Rows from an object pointing dataset
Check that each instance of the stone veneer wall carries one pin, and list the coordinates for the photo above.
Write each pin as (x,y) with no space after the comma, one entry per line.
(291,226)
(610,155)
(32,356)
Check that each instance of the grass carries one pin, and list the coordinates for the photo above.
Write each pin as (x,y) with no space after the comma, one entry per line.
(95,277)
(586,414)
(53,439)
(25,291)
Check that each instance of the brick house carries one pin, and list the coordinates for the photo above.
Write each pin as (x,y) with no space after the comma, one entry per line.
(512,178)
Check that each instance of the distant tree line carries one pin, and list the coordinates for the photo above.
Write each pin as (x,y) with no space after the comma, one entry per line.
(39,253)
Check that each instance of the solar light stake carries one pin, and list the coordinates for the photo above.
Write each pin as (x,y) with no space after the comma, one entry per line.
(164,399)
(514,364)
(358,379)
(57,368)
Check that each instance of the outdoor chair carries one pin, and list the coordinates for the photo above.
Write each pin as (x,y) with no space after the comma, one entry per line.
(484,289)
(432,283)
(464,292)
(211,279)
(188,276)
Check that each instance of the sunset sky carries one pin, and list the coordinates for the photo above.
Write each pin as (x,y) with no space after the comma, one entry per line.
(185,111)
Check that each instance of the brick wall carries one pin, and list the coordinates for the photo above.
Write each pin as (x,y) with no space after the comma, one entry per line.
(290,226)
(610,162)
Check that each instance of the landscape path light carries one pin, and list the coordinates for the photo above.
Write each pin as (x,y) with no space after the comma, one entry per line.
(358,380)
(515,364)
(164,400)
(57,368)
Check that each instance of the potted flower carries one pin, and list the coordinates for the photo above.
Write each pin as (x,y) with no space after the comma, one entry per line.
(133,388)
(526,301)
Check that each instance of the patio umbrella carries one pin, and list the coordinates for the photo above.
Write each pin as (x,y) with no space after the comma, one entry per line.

--- WHAT THE TASK ASKS ---
Could you copy out, word for word, every line from the one containing "Check that each instance of the brick wall" through the final line above, including both?

--- REPLY TO THE TASK ---
Check that each instance of the brick wall carries one pin, and list the coordinates for the photo above.
Write each pin as (x,y) with no space after the comma, one entry per line.
(290,226)
(610,162)
Check that each instance of the landscape path light carries one pin, and list the coordinates for the photo above.
Write each pin as (x,y) with no space after the comma, one entry per line.
(358,380)
(515,364)
(164,400)
(57,368)
Check that each instance of the potted flower carries one pin, and list the coordinates for the photo above.
Write each pin as (x,y) with no space after the comma, one entry per line.
(133,388)
(526,301)
Check that each instance of the patio umbrella carries one pin, and list the coordinates for the photo above.
Write each pin as (x,y) with no space after the comma, one entry per line.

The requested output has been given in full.